# DATA
[Start of section]
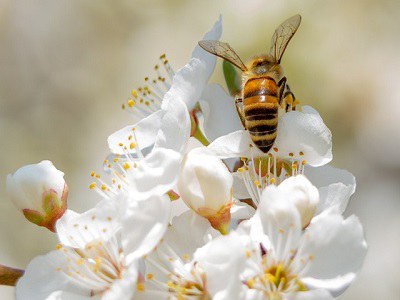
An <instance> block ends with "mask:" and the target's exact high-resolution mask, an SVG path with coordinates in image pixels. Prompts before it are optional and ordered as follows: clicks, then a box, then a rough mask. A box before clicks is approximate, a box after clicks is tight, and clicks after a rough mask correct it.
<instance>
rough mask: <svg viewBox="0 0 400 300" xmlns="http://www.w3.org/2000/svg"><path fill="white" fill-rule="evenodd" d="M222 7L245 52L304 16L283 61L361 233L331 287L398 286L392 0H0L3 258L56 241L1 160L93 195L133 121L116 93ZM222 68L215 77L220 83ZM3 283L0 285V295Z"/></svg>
mask: <svg viewBox="0 0 400 300" xmlns="http://www.w3.org/2000/svg"><path fill="white" fill-rule="evenodd" d="M220 13H222V15H223V25H224V33H223V38H222V39H223V40H225V41H229V42H230V44H231V45H232V46H233V47H234V48H235V49H236V51H237V52H238V53H239V54H240V55H241V56H242V58H243V59H247V58H249V57H250V56H251V55H254V54H257V53H260V52H263V51H266V50H268V49H269V41H270V38H271V35H272V33H273V30H274V29H275V27H276V26H277V25H278V24H279V23H280V22H281V21H283V20H284V19H286V18H287V17H289V16H291V15H293V14H295V13H300V14H301V15H302V16H303V22H302V25H301V27H300V30H299V32H298V33H297V34H296V36H295V38H294V39H293V41H292V42H291V44H290V45H289V47H288V50H287V52H286V54H285V56H284V60H283V66H284V68H285V70H286V73H287V77H288V79H289V82H290V85H291V87H292V89H293V90H294V92H295V93H296V95H297V97H298V98H299V99H301V100H302V103H303V104H309V105H312V106H314V107H315V108H317V109H318V111H319V112H320V114H321V116H322V117H323V119H324V120H325V121H326V123H327V124H328V127H329V128H330V129H331V131H332V133H333V139H334V140H333V141H334V146H333V150H334V160H333V162H332V164H333V165H334V166H336V167H340V168H345V169H348V170H349V171H351V172H352V173H353V174H354V175H355V176H356V178H357V183H358V185H357V191H356V194H355V195H354V196H353V198H352V201H351V203H350V206H349V208H348V210H347V214H349V215H350V214H353V213H354V214H356V215H358V216H359V218H360V219H361V221H362V223H363V224H364V226H365V232H366V237H367V240H368V243H369V252H368V256H367V259H366V261H365V265H364V268H363V270H362V271H361V273H360V275H359V277H358V279H357V281H356V282H355V283H354V284H353V285H352V286H351V287H350V288H349V290H348V291H347V293H346V294H345V295H344V296H342V297H341V299H400V279H399V278H400V255H399V253H400V218H399V216H400V197H399V195H400V153H399V149H400V128H399V126H400V96H399V92H400V89H399V86H400V85H399V80H400V50H399V49H400V34H399V28H400V4H399V1H397V0H392V1H390V0H385V1H376V0H352V1H349V0H325V1H321V0H302V1H282V0H219V1H215V0H201V1H199V0H198V1H194V0H168V1H167V0H165V1H162V0H150V1H149V0H120V1H91V0H59V1H50V0H36V1H29V0H19V1H13V0H1V1H0V64H1V65H0V141H1V142H0V154H1V155H0V182H1V184H0V241H1V242H0V245H1V246H0V263H3V264H6V265H11V266H16V267H20V268H24V267H25V266H26V265H27V263H28V262H29V260H30V259H31V258H33V257H34V256H36V255H40V254H44V253H46V252H48V251H49V250H50V249H53V248H54V246H55V244H56V242H57V241H56V238H55V237H54V236H53V235H52V234H51V233H49V232H48V231H46V230H45V229H42V228H39V227H36V226H33V225H31V224H30V223H28V222H26V221H25V220H24V218H23V217H22V215H21V214H20V213H18V212H17V210H16V209H15V208H14V207H13V205H12V204H11V202H10V201H9V200H8V199H7V196H6V192H5V182H6V176H7V174H8V173H11V172H14V171H15V170H16V169H17V168H19V167H21V166H22V165H25V164H28V163H36V162H39V161H40V160H42V159H50V160H52V161H53V162H54V164H55V165H56V167H57V168H58V169H60V170H63V171H64V172H65V174H66V176H65V178H66V180H67V182H68V184H69V187H70V197H69V206H70V207H71V208H73V209H75V210H77V211H83V210H85V209H88V208H90V207H91V206H92V205H93V204H94V203H95V202H96V195H95V194H94V193H93V192H90V191H89V189H88V184H89V183H90V182H91V180H90V176H89V173H90V171H91V170H95V171H100V170H101V162H102V160H103V158H104V157H105V156H106V155H107V153H108V152H107V145H106V138H107V136H108V135H109V134H110V133H112V132H113V131H115V130H116V129H118V128H120V127H122V126H125V125H126V124H128V123H129V121H130V119H129V116H128V115H127V114H125V113H124V112H123V111H122V110H121V109H120V106H121V103H122V102H124V101H125V100H126V99H127V98H128V97H129V93H130V90H131V89H132V88H133V87H136V86H138V85H141V84H142V81H143V78H144V77H145V76H147V75H149V74H150V75H151V74H152V68H153V66H154V64H155V63H157V60H158V57H159V56H160V54H162V53H167V56H168V58H169V60H170V62H171V64H172V65H173V67H174V68H179V67H181V66H183V65H184V64H185V63H186V62H187V60H188V58H189V57H190V54H191V51H192V49H193V47H194V46H195V44H196V42H197V41H198V40H199V39H200V38H201V37H202V35H203V34H204V33H205V32H206V31H207V30H208V29H209V28H210V27H211V25H212V24H213V23H214V21H215V20H216V19H217V18H218V15H219V14H220ZM220 69H221V62H220V61H219V63H218V65H217V70H216V72H215V74H214V75H213V77H212V81H214V82H219V83H221V84H223V78H222V75H221V70H220ZM13 293H14V291H13V288H8V287H0V299H13V298H14V295H13Z"/></svg>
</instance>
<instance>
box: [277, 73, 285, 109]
mask: <svg viewBox="0 0 400 300" xmlns="http://www.w3.org/2000/svg"><path fill="white" fill-rule="evenodd" d="M286 81H287V79H286V77H282V79H281V80H279V82H278V88H279V106H280V107H281V108H283V103H284V102H283V100H284V99H283V98H284V96H283V95H284V91H285V89H286Z"/></svg>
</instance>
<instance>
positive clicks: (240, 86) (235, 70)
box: [222, 60, 241, 96]
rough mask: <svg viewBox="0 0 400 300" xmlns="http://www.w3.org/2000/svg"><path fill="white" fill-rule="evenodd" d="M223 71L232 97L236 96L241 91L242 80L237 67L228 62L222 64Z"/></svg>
mask: <svg viewBox="0 0 400 300" xmlns="http://www.w3.org/2000/svg"><path fill="white" fill-rule="evenodd" d="M222 69H223V71H224V76H225V82H226V86H227V87H228V90H229V93H230V94H231V95H232V96H235V95H236V94H238V93H239V92H240V90H241V78H240V76H239V74H238V72H237V71H236V69H235V67H234V66H233V65H232V64H231V63H230V62H228V61H226V60H224V61H223V62H222Z"/></svg>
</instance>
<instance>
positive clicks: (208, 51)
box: [199, 41, 247, 71]
mask: <svg viewBox="0 0 400 300" xmlns="http://www.w3.org/2000/svg"><path fill="white" fill-rule="evenodd" d="M199 46H200V47H201V48H203V49H204V50H206V51H207V52H210V53H211V54H214V55H216V56H219V57H222V58H223V59H225V60H227V61H229V62H230V63H232V64H233V65H235V66H236V67H238V68H239V69H241V70H242V71H247V68H246V66H245V65H244V63H243V62H242V60H241V59H240V57H239V55H237V54H236V52H235V51H234V50H233V49H232V48H231V46H229V44H228V43H223V42H220V41H200V42H199Z"/></svg>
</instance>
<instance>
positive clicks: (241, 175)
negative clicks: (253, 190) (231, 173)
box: [232, 172, 251, 199]
mask: <svg viewBox="0 0 400 300" xmlns="http://www.w3.org/2000/svg"><path fill="white" fill-rule="evenodd" d="M232 175H233V197H235V198H237V199H248V198H251V196H250V194H249V191H248V190H247V187H246V184H245V183H244V181H243V175H242V173H239V172H234V173H232Z"/></svg>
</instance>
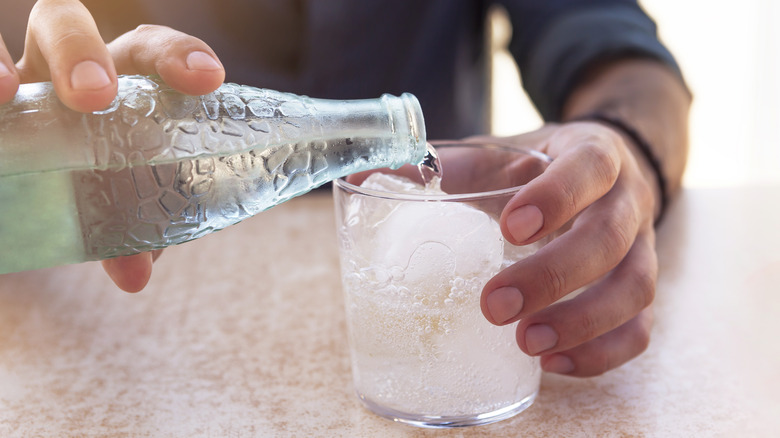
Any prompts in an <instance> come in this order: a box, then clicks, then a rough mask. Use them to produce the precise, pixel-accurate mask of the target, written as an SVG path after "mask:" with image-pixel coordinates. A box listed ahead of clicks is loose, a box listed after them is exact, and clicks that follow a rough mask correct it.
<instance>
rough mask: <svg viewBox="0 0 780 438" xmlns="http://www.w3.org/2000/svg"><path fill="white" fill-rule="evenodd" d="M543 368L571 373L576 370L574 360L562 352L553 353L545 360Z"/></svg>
mask: <svg viewBox="0 0 780 438" xmlns="http://www.w3.org/2000/svg"><path fill="white" fill-rule="evenodd" d="M542 369H543V370H545V371H547V372H549V373H556V374H569V373H571V372H572V371H574V362H572V361H571V359H569V358H568V357H566V356H564V355H562V354H553V355H552V356H550V357H548V358H547V360H545V362H544V364H543V365H542Z"/></svg>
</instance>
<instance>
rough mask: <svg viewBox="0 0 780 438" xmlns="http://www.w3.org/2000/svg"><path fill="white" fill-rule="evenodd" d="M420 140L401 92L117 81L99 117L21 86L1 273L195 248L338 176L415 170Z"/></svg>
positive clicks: (3, 208) (14, 108) (4, 147)
mask: <svg viewBox="0 0 780 438" xmlns="http://www.w3.org/2000/svg"><path fill="white" fill-rule="evenodd" d="M425 145H426V142H425V127H424V124H423V117H422V111H421V109H420V106H419V103H418V102H417V99H416V98H415V97H414V96H412V95H410V94H403V95H402V96H400V97H395V96H390V95H384V96H382V97H380V98H377V99H364V100H350V101H336V100H325V99H313V98H308V97H304V96H297V95H294V94H289V93H282V92H278V91H273V90H266V89H258V88H253V87H248V86H239V85H235V84H224V85H222V86H221V87H220V88H219V89H218V90H217V91H215V92H213V93H211V94H207V95H204V96H188V95H184V94H181V93H178V92H176V91H175V90H173V89H171V88H170V87H168V86H167V85H165V84H164V83H162V82H161V81H160V80H159V79H156V78H151V77H143V76H126V77H120V79H119V93H118V96H117V98H116V99H115V100H114V102H113V103H112V105H111V106H110V107H109V108H108V109H106V110H104V111H99V112H95V113H90V114H82V113H78V112H75V111H72V110H70V109H68V108H66V107H65V106H64V105H63V104H62V103H61V102H60V101H59V100H58V99H57V97H56V95H55V93H54V90H53V87H52V85H51V84H50V83H38V84H25V85H22V86H21V87H20V89H19V92H18V93H17V95H16V97H15V99H14V100H13V101H12V102H10V103H8V104H6V105H3V106H0V274H2V273H7V272H15V271H22V270H29V269H36V268H41V267H47V266H54V265H60V264H68V263H77V262H82V261H88V260H100V259H105V258H110V257H116V256H121V255H129V254H135V253H138V252H142V251H149V250H153V249H159V248H163V247H166V246H170V245H174V244H179V243H182V242H186V241H189V240H192V239H196V238H198V237H201V236H204V235H206V234H209V233H211V232H214V231H217V230H220V229H222V228H225V227H227V226H229V225H232V224H235V223H237V222H239V221H241V220H243V219H245V218H247V217H249V216H252V215H254V214H257V213H259V212H261V211H263V210H266V209H268V208H270V207H272V206H274V205H277V204H279V203H281V202H284V201H286V200H288V199H290V198H292V197H294V196H298V195H301V194H303V193H306V192H308V191H309V190H311V189H312V188H315V187H317V186H319V185H322V184H324V183H326V182H328V181H331V180H333V179H335V178H338V177H341V176H345V175H348V174H351V173H355V172H359V171H363V170H368V169H374V168H380V167H393V168H395V167H398V166H400V165H402V164H405V163H419V162H421V161H422V159H423V157H424V155H425V153H426V146H425Z"/></svg>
[End of section]
# WORK INSTRUCTION
What lines in the material above hold the string "coordinates"? List them.

# WRITTEN REPLY
An <instance> block ends with "mask:" and the target's exact high-resolution mask, an SVG path with coordinates in image pixels. Prompts before it are optional and ordered as follows: clicks, then a box, then a rough mask. A box before clicks is approximate, a box after clicks is tight, and clicks after a rough mask correct it.
Any prompts in an <instance> come in this order: a box, then clicks, then a rough mask. Use them to produce the precise, pixel-accurate mask of the target, written as an SVG path after "mask:" with image-pixel coordinates. A box listed ahead of clicks is loose, a box listed after them is exact, and clicks that follow a rough mask correct it.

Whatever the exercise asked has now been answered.